*Aim of the task:*
Write out, please, the line containing "of the green" together with all lines after it, up to and including the last one, with no other output.
>>>>
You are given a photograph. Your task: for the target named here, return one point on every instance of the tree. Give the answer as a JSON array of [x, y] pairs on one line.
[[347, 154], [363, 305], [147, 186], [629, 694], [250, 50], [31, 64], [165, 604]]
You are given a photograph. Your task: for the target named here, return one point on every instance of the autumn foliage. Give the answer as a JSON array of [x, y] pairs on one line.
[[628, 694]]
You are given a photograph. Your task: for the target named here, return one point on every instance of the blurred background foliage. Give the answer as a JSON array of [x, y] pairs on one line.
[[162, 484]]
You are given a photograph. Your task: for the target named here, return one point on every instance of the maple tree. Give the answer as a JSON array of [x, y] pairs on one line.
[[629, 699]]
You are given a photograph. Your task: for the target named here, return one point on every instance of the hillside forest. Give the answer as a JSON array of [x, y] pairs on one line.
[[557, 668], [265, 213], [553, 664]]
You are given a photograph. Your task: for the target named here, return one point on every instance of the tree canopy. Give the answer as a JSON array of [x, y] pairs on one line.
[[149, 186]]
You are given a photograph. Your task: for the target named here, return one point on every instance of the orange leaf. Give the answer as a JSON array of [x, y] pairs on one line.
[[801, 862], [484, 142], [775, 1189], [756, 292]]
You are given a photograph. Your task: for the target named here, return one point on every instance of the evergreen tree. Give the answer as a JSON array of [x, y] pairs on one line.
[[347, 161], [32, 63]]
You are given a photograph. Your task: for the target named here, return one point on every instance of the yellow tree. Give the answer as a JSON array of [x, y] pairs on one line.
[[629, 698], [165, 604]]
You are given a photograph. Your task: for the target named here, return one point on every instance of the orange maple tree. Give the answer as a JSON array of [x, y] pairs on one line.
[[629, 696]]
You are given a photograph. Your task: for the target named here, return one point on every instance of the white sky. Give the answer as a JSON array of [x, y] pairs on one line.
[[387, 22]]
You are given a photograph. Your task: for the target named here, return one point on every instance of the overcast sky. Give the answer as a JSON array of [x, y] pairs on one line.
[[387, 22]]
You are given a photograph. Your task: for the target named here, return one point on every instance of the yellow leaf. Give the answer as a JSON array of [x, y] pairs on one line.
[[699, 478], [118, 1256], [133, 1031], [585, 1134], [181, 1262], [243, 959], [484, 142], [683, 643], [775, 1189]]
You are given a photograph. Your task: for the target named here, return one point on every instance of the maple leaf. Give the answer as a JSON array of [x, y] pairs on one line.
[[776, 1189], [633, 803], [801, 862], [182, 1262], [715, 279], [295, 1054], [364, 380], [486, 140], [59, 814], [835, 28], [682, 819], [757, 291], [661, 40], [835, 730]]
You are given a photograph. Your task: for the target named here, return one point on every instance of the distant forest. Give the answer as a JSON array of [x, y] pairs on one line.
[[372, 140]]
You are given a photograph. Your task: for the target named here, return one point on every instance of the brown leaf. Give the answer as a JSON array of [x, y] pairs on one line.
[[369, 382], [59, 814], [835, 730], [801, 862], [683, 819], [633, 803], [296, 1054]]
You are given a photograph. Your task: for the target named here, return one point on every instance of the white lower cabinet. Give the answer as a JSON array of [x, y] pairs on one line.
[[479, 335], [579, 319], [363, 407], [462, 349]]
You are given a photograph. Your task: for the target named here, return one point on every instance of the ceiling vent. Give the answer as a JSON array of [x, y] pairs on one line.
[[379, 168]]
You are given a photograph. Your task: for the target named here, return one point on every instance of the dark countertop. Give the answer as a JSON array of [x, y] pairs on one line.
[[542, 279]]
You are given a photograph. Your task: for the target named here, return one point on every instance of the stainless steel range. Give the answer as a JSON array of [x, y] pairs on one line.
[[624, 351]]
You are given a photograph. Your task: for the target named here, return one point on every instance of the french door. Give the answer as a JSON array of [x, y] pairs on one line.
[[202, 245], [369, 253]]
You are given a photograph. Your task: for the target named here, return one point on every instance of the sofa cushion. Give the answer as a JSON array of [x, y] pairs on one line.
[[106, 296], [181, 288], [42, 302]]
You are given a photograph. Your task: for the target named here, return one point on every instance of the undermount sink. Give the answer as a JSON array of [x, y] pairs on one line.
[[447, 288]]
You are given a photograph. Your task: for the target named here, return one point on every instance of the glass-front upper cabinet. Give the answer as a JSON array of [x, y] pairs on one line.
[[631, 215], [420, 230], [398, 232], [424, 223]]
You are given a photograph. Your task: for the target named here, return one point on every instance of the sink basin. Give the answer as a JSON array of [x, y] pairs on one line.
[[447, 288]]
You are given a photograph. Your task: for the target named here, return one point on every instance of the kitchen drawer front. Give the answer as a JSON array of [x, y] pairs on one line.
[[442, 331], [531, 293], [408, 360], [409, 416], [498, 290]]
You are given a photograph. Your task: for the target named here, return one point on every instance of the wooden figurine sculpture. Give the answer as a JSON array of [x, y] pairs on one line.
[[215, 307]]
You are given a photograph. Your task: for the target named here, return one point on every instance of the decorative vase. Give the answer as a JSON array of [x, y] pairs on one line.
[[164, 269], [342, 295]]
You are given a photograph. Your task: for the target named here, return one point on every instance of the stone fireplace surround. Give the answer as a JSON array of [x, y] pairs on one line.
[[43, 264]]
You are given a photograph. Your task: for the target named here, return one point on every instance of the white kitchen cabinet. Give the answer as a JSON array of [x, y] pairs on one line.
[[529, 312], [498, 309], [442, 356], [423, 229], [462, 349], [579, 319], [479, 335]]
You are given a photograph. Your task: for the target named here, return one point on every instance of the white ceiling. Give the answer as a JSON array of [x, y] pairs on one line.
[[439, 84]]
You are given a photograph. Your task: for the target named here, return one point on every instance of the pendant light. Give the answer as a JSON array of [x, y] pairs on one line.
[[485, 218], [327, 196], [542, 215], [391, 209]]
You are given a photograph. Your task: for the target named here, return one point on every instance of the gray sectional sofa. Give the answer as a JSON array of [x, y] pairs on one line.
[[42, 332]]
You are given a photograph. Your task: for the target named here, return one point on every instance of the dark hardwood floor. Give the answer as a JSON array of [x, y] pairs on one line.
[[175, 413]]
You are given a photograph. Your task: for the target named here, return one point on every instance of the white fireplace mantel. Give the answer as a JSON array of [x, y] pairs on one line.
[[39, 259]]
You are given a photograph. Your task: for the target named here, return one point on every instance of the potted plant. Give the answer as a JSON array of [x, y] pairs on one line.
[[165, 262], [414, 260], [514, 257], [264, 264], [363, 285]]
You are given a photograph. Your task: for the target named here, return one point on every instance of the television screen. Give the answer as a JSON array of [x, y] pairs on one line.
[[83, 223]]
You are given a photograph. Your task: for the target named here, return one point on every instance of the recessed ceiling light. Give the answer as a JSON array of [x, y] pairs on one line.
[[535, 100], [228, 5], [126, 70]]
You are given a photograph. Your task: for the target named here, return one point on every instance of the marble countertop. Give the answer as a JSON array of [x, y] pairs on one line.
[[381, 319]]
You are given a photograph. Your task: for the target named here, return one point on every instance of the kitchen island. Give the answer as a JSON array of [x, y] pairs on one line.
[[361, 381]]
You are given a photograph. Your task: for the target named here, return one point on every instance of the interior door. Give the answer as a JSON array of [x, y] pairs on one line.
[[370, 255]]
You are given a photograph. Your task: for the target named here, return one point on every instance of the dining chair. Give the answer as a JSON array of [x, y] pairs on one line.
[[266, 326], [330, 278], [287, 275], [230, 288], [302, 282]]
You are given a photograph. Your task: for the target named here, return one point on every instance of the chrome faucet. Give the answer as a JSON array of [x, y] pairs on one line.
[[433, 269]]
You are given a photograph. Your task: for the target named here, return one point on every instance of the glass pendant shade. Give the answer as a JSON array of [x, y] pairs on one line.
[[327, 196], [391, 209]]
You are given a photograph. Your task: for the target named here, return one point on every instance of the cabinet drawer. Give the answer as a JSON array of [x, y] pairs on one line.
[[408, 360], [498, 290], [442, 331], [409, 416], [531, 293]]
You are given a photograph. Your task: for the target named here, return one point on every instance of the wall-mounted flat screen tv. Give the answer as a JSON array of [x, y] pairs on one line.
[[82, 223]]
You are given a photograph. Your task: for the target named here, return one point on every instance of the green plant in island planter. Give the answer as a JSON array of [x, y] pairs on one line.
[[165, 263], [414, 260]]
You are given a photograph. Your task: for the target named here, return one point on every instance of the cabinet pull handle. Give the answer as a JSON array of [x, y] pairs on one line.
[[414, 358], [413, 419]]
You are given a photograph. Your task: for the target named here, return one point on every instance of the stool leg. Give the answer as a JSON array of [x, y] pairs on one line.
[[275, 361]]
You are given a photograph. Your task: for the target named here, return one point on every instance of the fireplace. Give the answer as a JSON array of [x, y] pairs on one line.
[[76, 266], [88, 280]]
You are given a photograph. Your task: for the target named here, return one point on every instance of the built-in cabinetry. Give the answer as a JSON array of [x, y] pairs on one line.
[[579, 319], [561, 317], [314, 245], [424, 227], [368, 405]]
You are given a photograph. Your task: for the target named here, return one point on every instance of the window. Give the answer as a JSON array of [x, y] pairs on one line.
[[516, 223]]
<<<<
*Answer below:*
You are given a photograph. Your task: for the target named here, return one point on every instance of the green plant in island planter. Give the answer as a JSON array of [x, y] pairs on one line.
[[165, 263], [414, 260]]
You are given a photograph. Your task: for the target named here, return one point on every instance of the cabinet pull handle. Give the answer as a JSON array of [x, y] pairs on one line.
[[414, 358], [413, 419]]
You are given a photograph. Your task: for the target named here, return one point on every instance of the stool leg. Give the answer as a JSON array of [x, y] pairs on one line.
[[275, 361]]
You are given a photograph. Your task: for the target named here, return one point on every instance of the fireplace. Give the answer as a JSON array of [x, y] pairs on one line.
[[76, 266], [88, 280]]
You are given a photograph. Your task: for the target named here, return one point on every instance of the built-in cabinetry. Give the answer as a JSON array of [x, y] pairs on one line.
[[579, 319], [561, 317], [314, 245], [424, 227], [368, 405]]
You are given a photograph. Your task: for the target named here, return one point on every instance of the window. Give the answer as a JSON array of [x, y] pairs on one line.
[[516, 223]]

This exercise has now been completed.